## begin

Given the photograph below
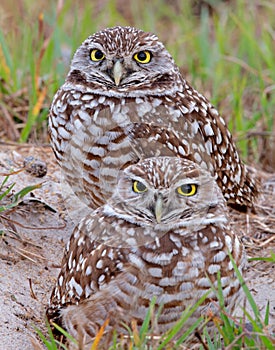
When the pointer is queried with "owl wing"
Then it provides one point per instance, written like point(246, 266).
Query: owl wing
point(88, 264)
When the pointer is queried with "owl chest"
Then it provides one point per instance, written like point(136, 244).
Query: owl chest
point(109, 112)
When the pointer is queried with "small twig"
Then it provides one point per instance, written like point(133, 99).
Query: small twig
point(31, 289)
point(33, 228)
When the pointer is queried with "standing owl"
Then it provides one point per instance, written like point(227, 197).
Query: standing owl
point(164, 233)
point(124, 100)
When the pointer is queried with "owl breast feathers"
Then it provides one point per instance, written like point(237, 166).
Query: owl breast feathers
point(124, 100)
point(164, 233)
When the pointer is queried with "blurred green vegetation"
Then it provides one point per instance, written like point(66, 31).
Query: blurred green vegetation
point(225, 49)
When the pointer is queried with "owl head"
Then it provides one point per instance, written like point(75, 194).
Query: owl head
point(167, 193)
point(123, 58)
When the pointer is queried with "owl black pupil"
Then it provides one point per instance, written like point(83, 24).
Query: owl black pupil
point(140, 186)
point(98, 55)
point(142, 56)
point(186, 188)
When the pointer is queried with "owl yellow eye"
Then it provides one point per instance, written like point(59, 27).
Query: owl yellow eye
point(139, 187)
point(187, 190)
point(97, 55)
point(143, 57)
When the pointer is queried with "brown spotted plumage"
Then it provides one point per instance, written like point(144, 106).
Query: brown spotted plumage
point(122, 92)
point(163, 233)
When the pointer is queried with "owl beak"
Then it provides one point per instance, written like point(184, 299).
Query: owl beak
point(117, 72)
point(158, 209)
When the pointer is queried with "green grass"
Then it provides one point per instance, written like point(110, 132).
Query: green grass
point(230, 333)
point(226, 53)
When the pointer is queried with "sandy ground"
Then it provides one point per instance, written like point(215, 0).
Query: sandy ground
point(31, 247)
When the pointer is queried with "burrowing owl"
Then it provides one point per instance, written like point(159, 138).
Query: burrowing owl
point(163, 233)
point(124, 99)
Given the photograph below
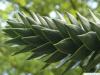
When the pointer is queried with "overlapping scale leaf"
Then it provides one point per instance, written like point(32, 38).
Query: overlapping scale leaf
point(55, 39)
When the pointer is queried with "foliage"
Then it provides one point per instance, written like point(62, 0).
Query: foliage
point(11, 7)
point(55, 40)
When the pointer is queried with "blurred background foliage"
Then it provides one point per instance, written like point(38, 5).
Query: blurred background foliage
point(18, 65)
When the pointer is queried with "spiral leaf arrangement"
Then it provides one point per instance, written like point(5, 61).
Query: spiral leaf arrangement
point(55, 40)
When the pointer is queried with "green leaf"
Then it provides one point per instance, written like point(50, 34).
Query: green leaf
point(97, 20)
point(90, 40)
point(55, 57)
point(16, 40)
point(61, 27)
point(75, 30)
point(34, 40)
point(52, 35)
point(85, 22)
point(66, 46)
point(72, 19)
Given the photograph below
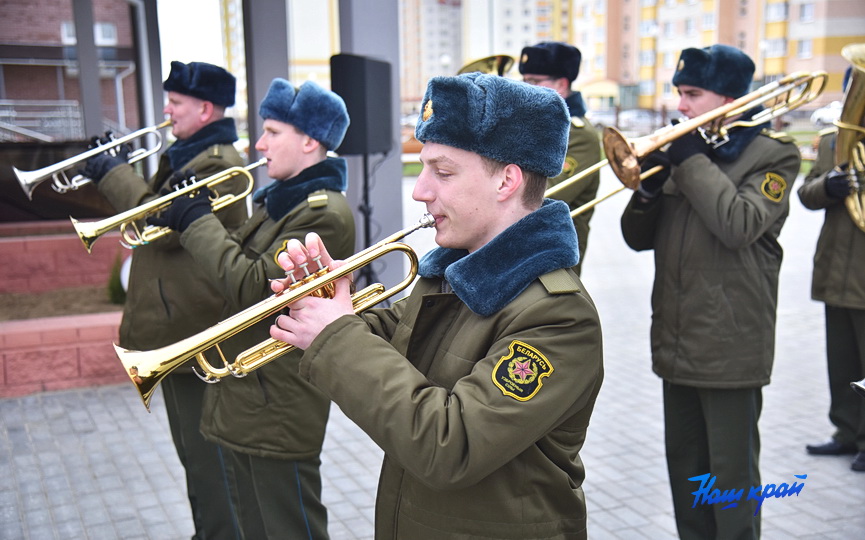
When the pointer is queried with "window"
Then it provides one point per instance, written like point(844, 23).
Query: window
point(690, 27)
point(647, 58)
point(776, 48)
point(647, 87)
point(776, 12)
point(104, 34)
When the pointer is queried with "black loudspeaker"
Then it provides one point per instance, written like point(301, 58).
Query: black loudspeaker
point(364, 85)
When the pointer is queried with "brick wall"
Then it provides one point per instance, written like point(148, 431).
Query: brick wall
point(56, 353)
point(44, 262)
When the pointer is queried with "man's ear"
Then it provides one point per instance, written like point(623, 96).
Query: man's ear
point(512, 180)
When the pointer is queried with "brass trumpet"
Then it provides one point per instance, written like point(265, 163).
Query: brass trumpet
point(59, 172)
point(147, 368)
point(859, 386)
point(624, 155)
point(133, 237)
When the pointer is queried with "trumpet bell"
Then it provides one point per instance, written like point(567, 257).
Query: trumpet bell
point(859, 387)
point(498, 64)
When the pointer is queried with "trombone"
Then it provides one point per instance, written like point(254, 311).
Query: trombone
point(147, 368)
point(133, 237)
point(624, 155)
point(850, 140)
point(59, 172)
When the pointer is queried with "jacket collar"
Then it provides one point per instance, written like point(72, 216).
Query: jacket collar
point(183, 150)
point(281, 196)
point(491, 277)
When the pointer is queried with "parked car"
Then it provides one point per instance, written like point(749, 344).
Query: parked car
point(824, 116)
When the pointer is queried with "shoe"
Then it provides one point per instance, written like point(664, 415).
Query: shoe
point(832, 448)
point(858, 462)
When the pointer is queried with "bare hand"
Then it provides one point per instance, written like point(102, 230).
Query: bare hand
point(309, 315)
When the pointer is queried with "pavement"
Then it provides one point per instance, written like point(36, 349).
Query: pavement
point(93, 464)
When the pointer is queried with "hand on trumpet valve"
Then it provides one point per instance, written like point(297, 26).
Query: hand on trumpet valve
point(837, 182)
point(184, 211)
point(686, 146)
point(178, 180)
point(99, 165)
point(651, 186)
point(308, 316)
point(97, 141)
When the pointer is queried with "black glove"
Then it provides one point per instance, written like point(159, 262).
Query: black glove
point(687, 146)
point(651, 186)
point(178, 180)
point(837, 184)
point(99, 165)
point(183, 211)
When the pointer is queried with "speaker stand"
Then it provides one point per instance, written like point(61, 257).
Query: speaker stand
point(367, 273)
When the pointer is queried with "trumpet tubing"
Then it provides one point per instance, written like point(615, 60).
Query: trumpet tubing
point(90, 231)
point(147, 368)
point(60, 171)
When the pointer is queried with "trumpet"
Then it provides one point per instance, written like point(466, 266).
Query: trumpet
point(133, 237)
point(147, 368)
point(859, 387)
point(624, 155)
point(498, 64)
point(59, 172)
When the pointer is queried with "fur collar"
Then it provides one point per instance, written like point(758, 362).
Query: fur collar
point(281, 196)
point(740, 138)
point(183, 150)
point(491, 277)
point(576, 105)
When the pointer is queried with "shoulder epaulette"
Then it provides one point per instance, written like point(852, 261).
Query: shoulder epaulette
point(317, 199)
point(560, 282)
point(780, 136)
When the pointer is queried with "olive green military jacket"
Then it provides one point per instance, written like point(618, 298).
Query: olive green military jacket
point(584, 150)
point(481, 417)
point(168, 298)
point(838, 278)
point(714, 231)
point(271, 412)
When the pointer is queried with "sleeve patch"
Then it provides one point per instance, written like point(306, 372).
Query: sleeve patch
point(773, 187)
point(520, 373)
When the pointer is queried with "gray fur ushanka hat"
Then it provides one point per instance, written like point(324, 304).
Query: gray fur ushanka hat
point(203, 81)
point(498, 118)
point(319, 113)
point(722, 69)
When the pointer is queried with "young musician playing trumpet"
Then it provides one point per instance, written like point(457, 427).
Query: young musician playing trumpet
point(167, 299)
point(270, 424)
point(480, 385)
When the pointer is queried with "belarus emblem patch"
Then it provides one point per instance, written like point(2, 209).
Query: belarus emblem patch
point(773, 187)
point(520, 373)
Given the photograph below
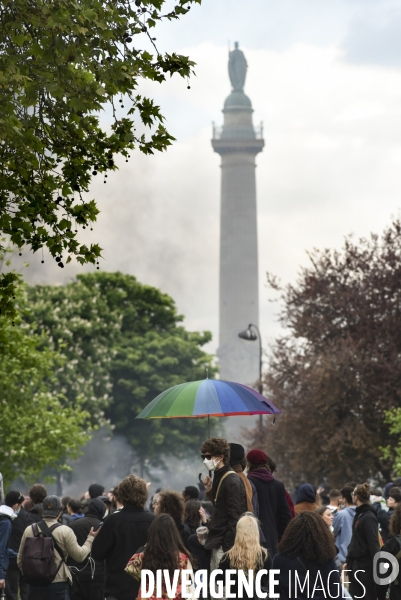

## end

> What you have to do
Reproduce all of the entries above, swapping every "pointer" for "locator" and leaving everything else as it is. Omit the pictures.

> Solution to this task
Given the photograph below
When the locator is queried with "owl wing"
Then it provides one point per instance, written like point(246, 266).
Query: owl wing
point(88, 264)
When the locator is queried with "owl chest"
Then it provides one point per instance, written like point(136, 244).
Query: owl chest
point(109, 112)
When the locator is queried with "small twig"
Then it provides one point per instance, written like point(133, 99).
Query: small twig
point(31, 289)
point(33, 228)
When the locator is queried with "standing owl"
Then it provides one point per instance, written like point(227, 197).
Query: standing owl
point(164, 233)
point(124, 100)
When the locator is queried with "owl breast feathers"
Then it provides one point per instance, written like point(237, 166).
Query: owl breast feathers
point(124, 100)
point(164, 233)
When the locator is queried with "blurred green vegetation"
Then it provides one point per instance, written like point(66, 31).
Query: blurred green vegetation
point(225, 49)
When the locator is queried with "owl head"
Then it provides one point per instance, written like point(75, 194).
Query: owl head
point(167, 193)
point(123, 58)
When the locator is queried with "owl black pupil"
Then it provides one point per instance, written like point(83, 24).
Query: owl black pupil
point(140, 186)
point(98, 55)
point(142, 56)
point(186, 188)
When the locator is queried with "owl yellow eye"
Then it provides one point per instance, written like point(59, 27).
Query: owl yellow eye
point(139, 187)
point(187, 190)
point(97, 55)
point(143, 57)
When the locator is queried with "brown spotted plumage"
Then it provides one point per instance, written like point(144, 106).
Query: brown spotted plumage
point(122, 92)
point(163, 233)
When the locator is queried with "owl beak"
Then it provides one point per instance, written like point(184, 299).
Query: owl beak
point(117, 72)
point(158, 209)
When the locator is queried with "green grass"
Then it provides one point per instance, written like point(110, 132).
Query: green grass
point(230, 333)
point(226, 53)
When the locator is queried with "sandy ground"
Then it provides one point per instance, written like point(215, 0).
Query: sandy ground
point(31, 247)
When the locator is queried with "burrowing owl"
Then it provides one point per instance, written like point(159, 138).
Query: burrowing owl
point(163, 233)
point(124, 99)
Given the photograph below
When the locator is queried with "overlapping scale leaf"
Then it provides one point per instance, written like point(32, 38).
Query: overlapping scale leaf
point(55, 39)
When the locator is queried with "foliage"
Then it provides one point per instance, written like point(62, 0).
Query: foliage
point(11, 7)
point(55, 40)
When the locator is queried with "blurred background foliage"
Then it provides one point per instance, written like point(38, 5).
Query: blurred background foliage
point(18, 65)
When the locator is queried with "spiral leaf arrangement"
Then it provides one point per instance, written like point(5, 61).
Query: spiral leaf arrangement
point(55, 40)
When the locator is queried with "green leaf"
Then it provides one point per instance, written like point(50, 34).
Query: green leaf
point(97, 20)
point(90, 40)
point(55, 57)
point(16, 40)
point(61, 27)
point(75, 30)
point(34, 40)
point(52, 35)
point(85, 22)
point(66, 46)
point(72, 19)
Given the photograph below
When the locator is queried with "window"
Then it provides one point per instance, written like point(844, 23).
Query: window
point(690, 27)
point(647, 58)
point(776, 48)
point(647, 87)
point(776, 12)
point(104, 34)
When the locator is queried with "black loudspeaker"
Then it provides one point per instance, written like point(301, 58).
Query: black loudspeaker
point(364, 85)
When the locator is queried with "brick wall"
Then it provides one point per instance, written like point(148, 431).
Query: brick wall
point(56, 353)
point(44, 262)
When the locator is queried with "man's ear"
Then it provides one point per instance, written like point(623, 96).
Query: man's ear
point(512, 180)
When the locator is queried with "brass trumpet"
Then it provides one point per instance, written like point(265, 163).
Query: brass trumpet
point(59, 172)
point(147, 368)
point(859, 386)
point(624, 155)
point(133, 237)
When the locator is queried with "trumpet bell"
Then it provides one point per instance, written like point(567, 257).
Query: trumpet bell
point(859, 387)
point(498, 64)
When the locator is queried with "trombone"
Then it provides one point per instance, written like point(254, 311).
Query: trombone
point(147, 368)
point(133, 237)
point(624, 155)
point(850, 140)
point(59, 172)
When the locator is queried with "jacket collar"
Then it provides one point per instance, written like point(72, 216).
Query: jacket collar
point(183, 150)
point(281, 196)
point(491, 277)
When the locator is queried with "parked car"
Then it provides one point per instance, written like point(749, 344).
Query: parked car
point(824, 116)
When the locator is queried with "shoe"
Then it provides one point per instance, written like point(664, 415).
Query: shoe
point(832, 448)
point(858, 462)
When the locator is queried with "bare hand"
Then it provides one point per instance, written like point(102, 230).
Query: bare hand
point(309, 315)
When the locator is queried with "pavement"
Then it provides one point per instance, written like point(36, 349).
Query: pavement
point(93, 464)
When the locator is queried with "hand on trumpet valve"
Then it provides one point per instance, written like point(297, 26).
Query: hand on trumpet valve
point(837, 182)
point(184, 211)
point(686, 146)
point(178, 180)
point(99, 165)
point(651, 186)
point(308, 316)
point(97, 141)
When the locator is queried with "black glove"
Then it provides one point per instance, written like point(159, 262).
Query: black glove
point(687, 146)
point(651, 186)
point(178, 180)
point(837, 184)
point(99, 165)
point(183, 211)
When the locator is queried with "speaker stand"
Then it provides one point per instance, written like point(61, 257).
Query: speaker stand
point(367, 273)
When the locator is queried with "trumpet tubing"
Then it provides one point per instance, written like point(615, 60).
Query: trumpet tubing
point(90, 231)
point(147, 368)
point(60, 171)
When the locator is queried with "trumpet"
Then it provides one point per instance, written like point(466, 266).
Query: trumpet
point(133, 237)
point(147, 368)
point(859, 387)
point(624, 155)
point(498, 64)
point(59, 172)
When the locator is queried with "fur collar"
Then it provides one point per instance, written like point(758, 362).
Query: fur collar
point(281, 196)
point(740, 138)
point(183, 150)
point(491, 277)
point(576, 105)
When the locator is queried with "shoulder epaulette"
Then it provides one point per instance, written like point(852, 261).
Query: shoulder epaulette
point(317, 199)
point(560, 282)
point(780, 136)
When the locator is queried with "olive green military jacket"
Then it provides one point per instance, written like point(618, 298).
Query: olive green military jacket
point(584, 150)
point(481, 417)
point(168, 298)
point(838, 278)
point(714, 231)
point(271, 412)
When the locator is queried with "sleeve patch"
Then it provides one point per instance, written like point(306, 372).
Query: sleeve patch
point(773, 187)
point(520, 373)
When the locator is queried with "gray fur ushanka hat"
Then it provides one point per instance, written like point(324, 304).
Query: gray fur ushanka hat
point(203, 81)
point(498, 118)
point(319, 113)
point(722, 69)
When the locator is queried with "young musician playing trumpet"
Then it provides one point per instance, written like point(457, 427).
Query: young musician playing trumpet
point(167, 299)
point(270, 424)
point(480, 385)
When the locator is queried with "belarus emblem patch"
Then it provides one point per instance, written like point(2, 209).
Query: belarus emblem patch
point(773, 187)
point(520, 373)
Given the photograph below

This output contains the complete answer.